STATED GOAL
Copy out the items from the line that contains "Highlight-reel tagging: indicate the finger" through the last item, requests included, and shift every x and y coordinate in the answers up by 18.

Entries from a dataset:
§
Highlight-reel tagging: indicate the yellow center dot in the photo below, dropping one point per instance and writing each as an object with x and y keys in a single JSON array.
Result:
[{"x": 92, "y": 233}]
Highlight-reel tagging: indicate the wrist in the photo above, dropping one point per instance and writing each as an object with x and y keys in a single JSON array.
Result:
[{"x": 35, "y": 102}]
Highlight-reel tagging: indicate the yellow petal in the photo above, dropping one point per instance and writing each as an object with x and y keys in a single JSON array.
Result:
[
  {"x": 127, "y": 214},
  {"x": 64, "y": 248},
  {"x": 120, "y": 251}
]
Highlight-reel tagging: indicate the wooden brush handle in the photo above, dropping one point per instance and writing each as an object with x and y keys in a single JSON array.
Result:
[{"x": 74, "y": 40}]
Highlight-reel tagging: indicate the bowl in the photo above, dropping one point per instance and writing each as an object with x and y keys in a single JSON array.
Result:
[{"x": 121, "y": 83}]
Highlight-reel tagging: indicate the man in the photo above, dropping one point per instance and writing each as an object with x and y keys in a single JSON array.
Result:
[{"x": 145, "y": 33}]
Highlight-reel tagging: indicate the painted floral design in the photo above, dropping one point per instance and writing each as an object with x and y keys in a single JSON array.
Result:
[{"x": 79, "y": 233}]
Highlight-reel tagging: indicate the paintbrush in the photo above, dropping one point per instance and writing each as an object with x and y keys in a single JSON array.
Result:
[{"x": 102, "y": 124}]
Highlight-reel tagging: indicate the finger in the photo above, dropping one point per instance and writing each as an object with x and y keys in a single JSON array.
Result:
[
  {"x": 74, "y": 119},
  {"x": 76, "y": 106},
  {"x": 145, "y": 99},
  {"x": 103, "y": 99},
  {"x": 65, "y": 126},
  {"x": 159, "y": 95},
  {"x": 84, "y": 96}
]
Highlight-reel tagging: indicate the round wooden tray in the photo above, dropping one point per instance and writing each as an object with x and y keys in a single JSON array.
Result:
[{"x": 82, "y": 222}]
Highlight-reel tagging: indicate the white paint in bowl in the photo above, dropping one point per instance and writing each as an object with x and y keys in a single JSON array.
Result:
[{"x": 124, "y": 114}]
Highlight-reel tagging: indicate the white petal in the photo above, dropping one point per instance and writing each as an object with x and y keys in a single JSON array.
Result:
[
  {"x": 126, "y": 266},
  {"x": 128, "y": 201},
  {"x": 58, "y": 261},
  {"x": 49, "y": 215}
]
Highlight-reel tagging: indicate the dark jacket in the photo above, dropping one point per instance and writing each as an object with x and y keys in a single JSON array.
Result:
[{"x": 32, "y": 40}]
§
SOLUTION FOR THIS PROBLEM
Highlight-reel tagging: indicate the finger in the photo above, dropping one point per instance and writing each as an object with x and y keys in a single JSON array.
Result:
[
  {"x": 92, "y": 137},
  {"x": 94, "y": 124},
  {"x": 163, "y": 117},
  {"x": 121, "y": 117},
  {"x": 83, "y": 144},
  {"x": 177, "y": 113},
  {"x": 102, "y": 114}
]
Highlight-reel tagging: indicate the round wooden tray in the photo above, dropping one point per instance and writing each as an object with x and y keys in a single JSON array.
Result:
[{"x": 100, "y": 240}]
Highlight-reel tagging: indicate the white paint in bowl in the photo above, dropping one point per instance and writing each as an object with x and y keys in a single JSON array.
Result:
[{"x": 142, "y": 132}]
Highlight-reel tagging: indicate the white petal in the photo above, dropping one point per instance and writing each as an object with x and y keys in a single JSON array.
Result:
[
  {"x": 144, "y": 284},
  {"x": 146, "y": 219},
  {"x": 76, "y": 279},
  {"x": 67, "y": 233}
]
Highlight-reel tagging: indicate the dark jacket in the photo above, dropping one point per instance and writing each as an object with x and y keys in a single JSON array.
Result:
[{"x": 50, "y": 58}]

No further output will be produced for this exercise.